- _EXTRACTED DATA_:
• • • • • • •
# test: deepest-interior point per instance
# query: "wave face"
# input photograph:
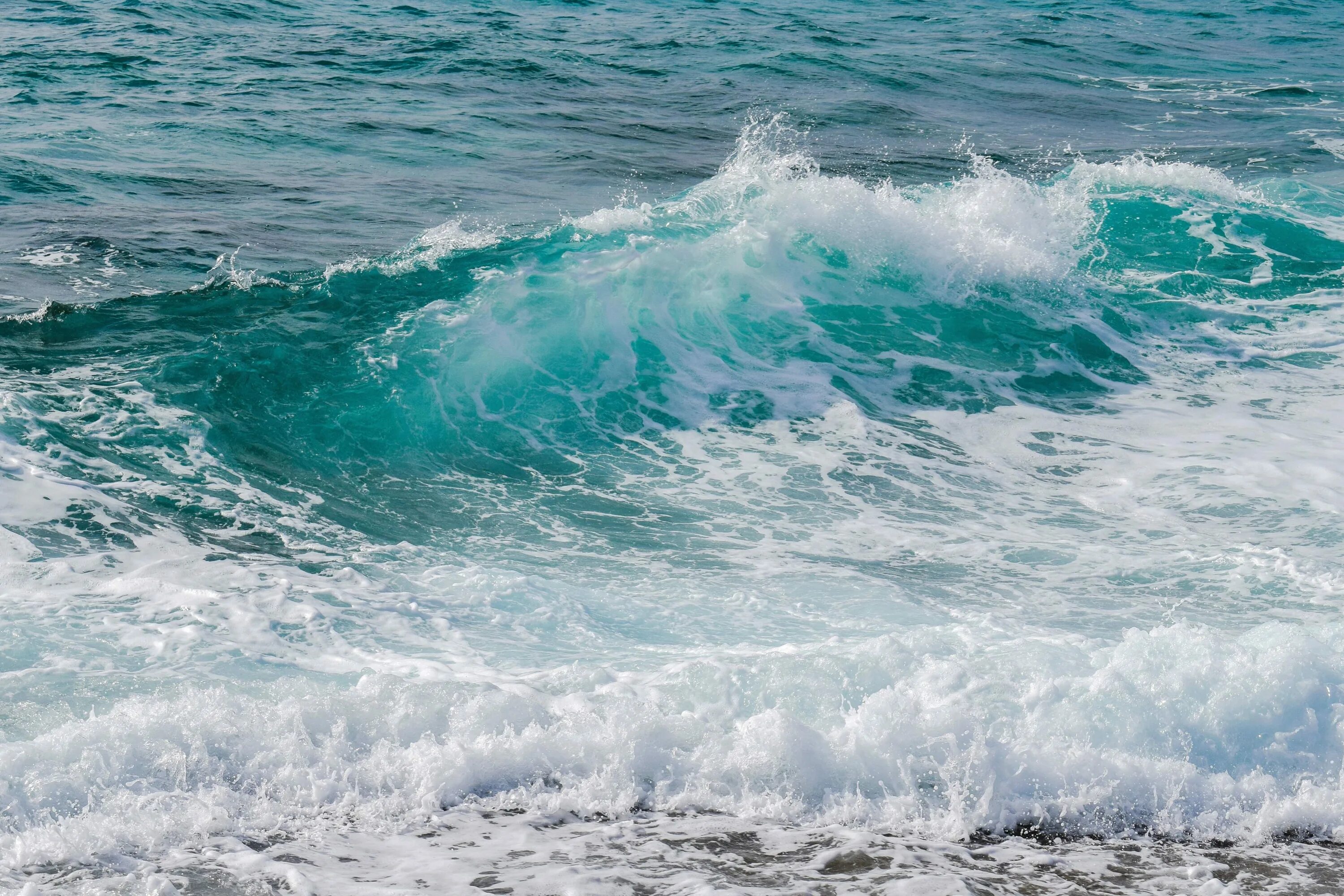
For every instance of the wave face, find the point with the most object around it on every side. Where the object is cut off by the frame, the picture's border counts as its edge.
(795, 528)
• • • • • • •
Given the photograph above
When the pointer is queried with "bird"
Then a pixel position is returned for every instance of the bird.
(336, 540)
• • • • • • •
Every line above with the string "photograph" in it should be copied into the answer.

- _TASK SOLUTION_:
# input photograph:
Given the photograph above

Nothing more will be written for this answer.